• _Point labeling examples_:
===============

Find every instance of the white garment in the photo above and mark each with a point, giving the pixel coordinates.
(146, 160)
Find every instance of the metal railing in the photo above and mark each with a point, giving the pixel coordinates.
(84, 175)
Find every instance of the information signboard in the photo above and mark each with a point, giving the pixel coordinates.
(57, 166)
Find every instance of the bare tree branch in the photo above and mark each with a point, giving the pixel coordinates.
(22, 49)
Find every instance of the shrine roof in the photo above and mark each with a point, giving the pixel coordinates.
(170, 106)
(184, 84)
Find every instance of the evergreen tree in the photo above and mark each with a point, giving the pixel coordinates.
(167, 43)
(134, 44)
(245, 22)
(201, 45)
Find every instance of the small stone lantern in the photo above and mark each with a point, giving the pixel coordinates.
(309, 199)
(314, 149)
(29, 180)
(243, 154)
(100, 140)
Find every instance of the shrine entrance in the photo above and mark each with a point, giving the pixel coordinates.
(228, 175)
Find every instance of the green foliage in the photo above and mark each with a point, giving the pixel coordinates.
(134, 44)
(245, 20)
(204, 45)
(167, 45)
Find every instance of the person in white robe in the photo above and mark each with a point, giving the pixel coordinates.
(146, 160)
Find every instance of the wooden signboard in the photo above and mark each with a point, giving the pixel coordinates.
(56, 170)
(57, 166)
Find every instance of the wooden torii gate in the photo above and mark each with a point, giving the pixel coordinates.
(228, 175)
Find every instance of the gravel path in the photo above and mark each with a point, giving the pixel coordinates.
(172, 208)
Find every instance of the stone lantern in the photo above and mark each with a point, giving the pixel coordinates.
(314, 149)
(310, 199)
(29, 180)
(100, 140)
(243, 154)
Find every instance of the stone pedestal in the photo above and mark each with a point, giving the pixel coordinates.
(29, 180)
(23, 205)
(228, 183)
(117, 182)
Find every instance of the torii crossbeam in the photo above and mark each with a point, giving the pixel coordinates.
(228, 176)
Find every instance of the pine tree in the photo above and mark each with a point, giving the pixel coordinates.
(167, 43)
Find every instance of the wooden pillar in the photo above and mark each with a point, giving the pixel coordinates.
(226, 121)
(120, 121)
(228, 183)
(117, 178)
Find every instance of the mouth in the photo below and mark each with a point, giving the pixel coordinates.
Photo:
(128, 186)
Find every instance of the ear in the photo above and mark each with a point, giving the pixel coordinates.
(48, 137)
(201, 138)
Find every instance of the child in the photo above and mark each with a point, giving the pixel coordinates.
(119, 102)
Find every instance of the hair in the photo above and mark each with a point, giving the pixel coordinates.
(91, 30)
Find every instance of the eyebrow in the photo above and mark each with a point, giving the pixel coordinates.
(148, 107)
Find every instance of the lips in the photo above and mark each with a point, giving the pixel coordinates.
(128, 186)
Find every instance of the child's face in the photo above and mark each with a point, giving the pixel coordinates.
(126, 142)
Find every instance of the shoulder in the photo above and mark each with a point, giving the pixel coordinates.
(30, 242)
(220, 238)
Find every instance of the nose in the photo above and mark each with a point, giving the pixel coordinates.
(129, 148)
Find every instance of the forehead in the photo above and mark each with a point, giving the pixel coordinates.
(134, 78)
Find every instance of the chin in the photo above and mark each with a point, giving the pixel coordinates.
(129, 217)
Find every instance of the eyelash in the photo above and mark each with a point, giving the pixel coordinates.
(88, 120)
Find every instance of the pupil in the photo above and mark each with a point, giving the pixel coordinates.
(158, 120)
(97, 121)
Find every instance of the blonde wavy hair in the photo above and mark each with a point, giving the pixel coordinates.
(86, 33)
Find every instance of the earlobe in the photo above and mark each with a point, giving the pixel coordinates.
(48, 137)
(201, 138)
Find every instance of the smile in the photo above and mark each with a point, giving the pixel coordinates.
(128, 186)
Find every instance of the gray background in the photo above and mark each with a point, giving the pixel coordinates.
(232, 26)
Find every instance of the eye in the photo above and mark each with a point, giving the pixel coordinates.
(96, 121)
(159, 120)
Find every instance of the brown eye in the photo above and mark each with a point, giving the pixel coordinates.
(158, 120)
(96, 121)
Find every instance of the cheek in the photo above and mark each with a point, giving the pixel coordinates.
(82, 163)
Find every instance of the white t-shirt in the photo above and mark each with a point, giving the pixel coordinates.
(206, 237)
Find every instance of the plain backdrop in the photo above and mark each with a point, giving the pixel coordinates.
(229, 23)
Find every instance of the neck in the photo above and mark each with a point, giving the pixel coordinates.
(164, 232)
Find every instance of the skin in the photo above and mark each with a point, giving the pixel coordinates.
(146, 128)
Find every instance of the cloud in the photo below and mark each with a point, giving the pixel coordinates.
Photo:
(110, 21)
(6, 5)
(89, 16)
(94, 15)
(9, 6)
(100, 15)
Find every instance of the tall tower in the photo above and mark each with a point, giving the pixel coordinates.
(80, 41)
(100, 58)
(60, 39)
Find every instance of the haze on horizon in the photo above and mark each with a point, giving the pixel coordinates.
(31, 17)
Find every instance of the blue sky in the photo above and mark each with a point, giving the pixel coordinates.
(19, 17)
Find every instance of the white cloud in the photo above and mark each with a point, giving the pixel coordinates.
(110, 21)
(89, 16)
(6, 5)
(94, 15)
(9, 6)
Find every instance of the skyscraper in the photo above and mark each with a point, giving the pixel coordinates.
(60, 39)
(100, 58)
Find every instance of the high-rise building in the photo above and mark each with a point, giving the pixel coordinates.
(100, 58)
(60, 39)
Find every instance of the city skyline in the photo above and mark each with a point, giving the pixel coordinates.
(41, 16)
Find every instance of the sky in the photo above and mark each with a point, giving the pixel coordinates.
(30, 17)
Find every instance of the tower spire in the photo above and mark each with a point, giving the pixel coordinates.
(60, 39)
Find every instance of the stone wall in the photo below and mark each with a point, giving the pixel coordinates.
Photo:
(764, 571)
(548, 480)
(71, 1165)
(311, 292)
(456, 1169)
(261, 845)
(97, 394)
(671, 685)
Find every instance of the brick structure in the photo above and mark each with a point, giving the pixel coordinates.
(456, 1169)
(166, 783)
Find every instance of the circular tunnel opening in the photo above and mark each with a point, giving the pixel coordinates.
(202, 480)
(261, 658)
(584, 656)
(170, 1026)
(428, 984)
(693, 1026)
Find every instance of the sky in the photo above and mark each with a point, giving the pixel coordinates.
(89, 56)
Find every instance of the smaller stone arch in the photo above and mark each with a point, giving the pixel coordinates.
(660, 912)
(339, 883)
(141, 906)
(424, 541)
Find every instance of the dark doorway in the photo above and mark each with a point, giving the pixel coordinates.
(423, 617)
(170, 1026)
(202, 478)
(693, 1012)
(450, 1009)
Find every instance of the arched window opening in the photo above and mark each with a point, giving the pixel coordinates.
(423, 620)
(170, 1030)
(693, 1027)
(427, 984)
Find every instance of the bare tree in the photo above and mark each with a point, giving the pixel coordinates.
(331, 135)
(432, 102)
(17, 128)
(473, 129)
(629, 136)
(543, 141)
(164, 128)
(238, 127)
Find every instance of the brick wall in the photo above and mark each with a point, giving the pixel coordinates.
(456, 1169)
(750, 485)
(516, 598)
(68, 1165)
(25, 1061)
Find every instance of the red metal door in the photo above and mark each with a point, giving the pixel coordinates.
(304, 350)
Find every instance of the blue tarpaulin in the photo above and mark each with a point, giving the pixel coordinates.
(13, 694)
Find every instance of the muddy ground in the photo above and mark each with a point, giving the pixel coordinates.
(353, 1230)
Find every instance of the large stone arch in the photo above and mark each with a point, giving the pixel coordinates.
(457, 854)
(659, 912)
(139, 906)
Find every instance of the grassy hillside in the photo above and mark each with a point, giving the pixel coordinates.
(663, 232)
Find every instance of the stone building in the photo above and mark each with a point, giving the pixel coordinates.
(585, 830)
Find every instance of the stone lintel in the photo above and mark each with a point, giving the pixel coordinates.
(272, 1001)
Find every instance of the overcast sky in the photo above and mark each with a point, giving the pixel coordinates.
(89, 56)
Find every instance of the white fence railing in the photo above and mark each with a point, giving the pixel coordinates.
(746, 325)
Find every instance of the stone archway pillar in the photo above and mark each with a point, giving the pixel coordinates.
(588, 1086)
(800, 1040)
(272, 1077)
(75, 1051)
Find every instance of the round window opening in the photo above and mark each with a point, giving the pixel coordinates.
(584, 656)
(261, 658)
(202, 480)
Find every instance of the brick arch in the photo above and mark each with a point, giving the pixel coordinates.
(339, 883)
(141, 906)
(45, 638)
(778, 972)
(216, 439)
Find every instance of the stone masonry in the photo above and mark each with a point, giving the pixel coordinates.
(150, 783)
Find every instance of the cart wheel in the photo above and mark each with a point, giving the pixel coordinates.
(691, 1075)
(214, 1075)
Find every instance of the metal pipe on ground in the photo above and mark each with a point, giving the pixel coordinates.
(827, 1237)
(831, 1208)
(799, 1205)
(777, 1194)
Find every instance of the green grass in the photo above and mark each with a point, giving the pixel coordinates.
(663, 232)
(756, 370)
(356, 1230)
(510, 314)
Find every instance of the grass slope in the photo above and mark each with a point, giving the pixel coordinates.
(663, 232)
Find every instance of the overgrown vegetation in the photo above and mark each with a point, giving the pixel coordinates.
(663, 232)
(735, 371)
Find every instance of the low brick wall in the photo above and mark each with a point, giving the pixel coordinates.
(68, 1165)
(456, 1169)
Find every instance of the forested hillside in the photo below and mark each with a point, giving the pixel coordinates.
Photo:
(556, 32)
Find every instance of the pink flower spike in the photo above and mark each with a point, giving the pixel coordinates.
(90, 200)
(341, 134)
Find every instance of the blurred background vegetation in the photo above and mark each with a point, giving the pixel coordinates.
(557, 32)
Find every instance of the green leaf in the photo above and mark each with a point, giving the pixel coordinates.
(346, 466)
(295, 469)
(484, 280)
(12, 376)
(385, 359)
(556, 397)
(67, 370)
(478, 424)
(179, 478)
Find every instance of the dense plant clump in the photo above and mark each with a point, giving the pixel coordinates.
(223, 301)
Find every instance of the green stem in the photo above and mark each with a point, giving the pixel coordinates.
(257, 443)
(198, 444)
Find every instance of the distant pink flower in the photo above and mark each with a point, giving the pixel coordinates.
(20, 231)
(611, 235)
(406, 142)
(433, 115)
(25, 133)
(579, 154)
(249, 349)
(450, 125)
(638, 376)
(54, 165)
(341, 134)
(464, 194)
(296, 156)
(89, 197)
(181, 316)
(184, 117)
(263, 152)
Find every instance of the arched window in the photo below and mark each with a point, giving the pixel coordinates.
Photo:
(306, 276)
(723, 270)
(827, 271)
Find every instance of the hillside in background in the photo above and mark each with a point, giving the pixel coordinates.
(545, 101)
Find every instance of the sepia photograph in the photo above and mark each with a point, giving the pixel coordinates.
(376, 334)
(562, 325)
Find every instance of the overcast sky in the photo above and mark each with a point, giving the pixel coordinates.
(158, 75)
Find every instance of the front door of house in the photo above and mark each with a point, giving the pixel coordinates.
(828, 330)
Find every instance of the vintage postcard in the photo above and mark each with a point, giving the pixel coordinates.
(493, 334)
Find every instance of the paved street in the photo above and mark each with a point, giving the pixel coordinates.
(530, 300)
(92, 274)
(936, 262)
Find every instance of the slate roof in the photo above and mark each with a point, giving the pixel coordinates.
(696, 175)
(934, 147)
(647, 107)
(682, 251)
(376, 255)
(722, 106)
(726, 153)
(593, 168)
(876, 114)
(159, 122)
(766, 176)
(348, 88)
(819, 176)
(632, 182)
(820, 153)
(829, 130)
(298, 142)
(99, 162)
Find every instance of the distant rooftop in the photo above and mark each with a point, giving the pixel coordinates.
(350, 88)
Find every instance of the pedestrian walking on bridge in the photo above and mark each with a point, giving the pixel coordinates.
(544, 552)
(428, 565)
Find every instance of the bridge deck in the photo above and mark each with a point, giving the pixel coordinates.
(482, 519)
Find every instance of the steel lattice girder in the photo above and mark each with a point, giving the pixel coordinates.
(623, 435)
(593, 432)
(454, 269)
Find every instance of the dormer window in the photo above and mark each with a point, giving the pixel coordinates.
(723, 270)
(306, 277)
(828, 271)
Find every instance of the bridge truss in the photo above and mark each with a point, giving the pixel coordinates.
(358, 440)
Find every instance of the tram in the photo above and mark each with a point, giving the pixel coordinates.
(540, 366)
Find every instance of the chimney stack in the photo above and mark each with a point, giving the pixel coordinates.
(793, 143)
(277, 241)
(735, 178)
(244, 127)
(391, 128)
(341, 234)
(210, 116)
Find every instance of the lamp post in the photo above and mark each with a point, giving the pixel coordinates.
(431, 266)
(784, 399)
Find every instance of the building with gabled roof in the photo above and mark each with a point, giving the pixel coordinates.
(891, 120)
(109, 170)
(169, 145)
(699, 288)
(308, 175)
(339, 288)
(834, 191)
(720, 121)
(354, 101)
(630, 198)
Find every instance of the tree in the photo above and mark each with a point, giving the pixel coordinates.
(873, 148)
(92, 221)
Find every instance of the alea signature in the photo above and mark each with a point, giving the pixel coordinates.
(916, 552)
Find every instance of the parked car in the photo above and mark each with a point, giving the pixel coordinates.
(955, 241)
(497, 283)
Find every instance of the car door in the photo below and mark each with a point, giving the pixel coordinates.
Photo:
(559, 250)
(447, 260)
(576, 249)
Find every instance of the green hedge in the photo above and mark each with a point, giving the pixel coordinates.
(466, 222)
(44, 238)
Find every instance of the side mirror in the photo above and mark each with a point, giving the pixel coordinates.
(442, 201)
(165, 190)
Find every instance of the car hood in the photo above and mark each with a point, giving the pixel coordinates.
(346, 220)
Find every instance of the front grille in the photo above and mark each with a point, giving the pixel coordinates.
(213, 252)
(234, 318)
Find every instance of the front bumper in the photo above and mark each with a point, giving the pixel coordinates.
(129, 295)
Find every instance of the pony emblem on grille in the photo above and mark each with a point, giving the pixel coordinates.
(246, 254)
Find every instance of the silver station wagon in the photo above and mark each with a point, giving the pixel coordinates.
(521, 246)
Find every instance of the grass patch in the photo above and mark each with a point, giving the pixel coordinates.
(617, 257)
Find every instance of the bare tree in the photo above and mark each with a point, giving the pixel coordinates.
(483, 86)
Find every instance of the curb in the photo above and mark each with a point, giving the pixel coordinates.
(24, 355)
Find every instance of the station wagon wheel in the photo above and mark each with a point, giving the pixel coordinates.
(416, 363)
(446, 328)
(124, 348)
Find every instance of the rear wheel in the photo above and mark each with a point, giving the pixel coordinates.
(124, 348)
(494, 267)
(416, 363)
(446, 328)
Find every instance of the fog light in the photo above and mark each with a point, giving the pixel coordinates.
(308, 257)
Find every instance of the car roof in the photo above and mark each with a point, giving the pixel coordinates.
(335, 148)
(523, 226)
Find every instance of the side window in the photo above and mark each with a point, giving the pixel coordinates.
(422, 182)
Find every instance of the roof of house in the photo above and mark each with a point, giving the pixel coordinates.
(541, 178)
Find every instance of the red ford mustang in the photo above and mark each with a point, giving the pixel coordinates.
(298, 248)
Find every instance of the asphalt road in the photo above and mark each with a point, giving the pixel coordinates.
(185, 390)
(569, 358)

===============

• _Task to carry out_: Exactly and exclusively, repeat the lines from the line that contains "Find every instance of the side window" through the end of the records, both ends included.

• _Completed task_:
Find every instance of the side window in the photo above and mark each with a point, giving the pixel coordinates.
(422, 182)
Find every instance of the roof of house in the photo above and mark each with a point, giving the pixel coordinates.
(541, 178)
Find every instance of the red ford mustang in the photo above and mark each with a point, giving the pixel coordinates.
(298, 248)
Find every instance of the asphalt road in the photo above and mark each with a point, giving the pixel coordinates.
(185, 390)
(569, 358)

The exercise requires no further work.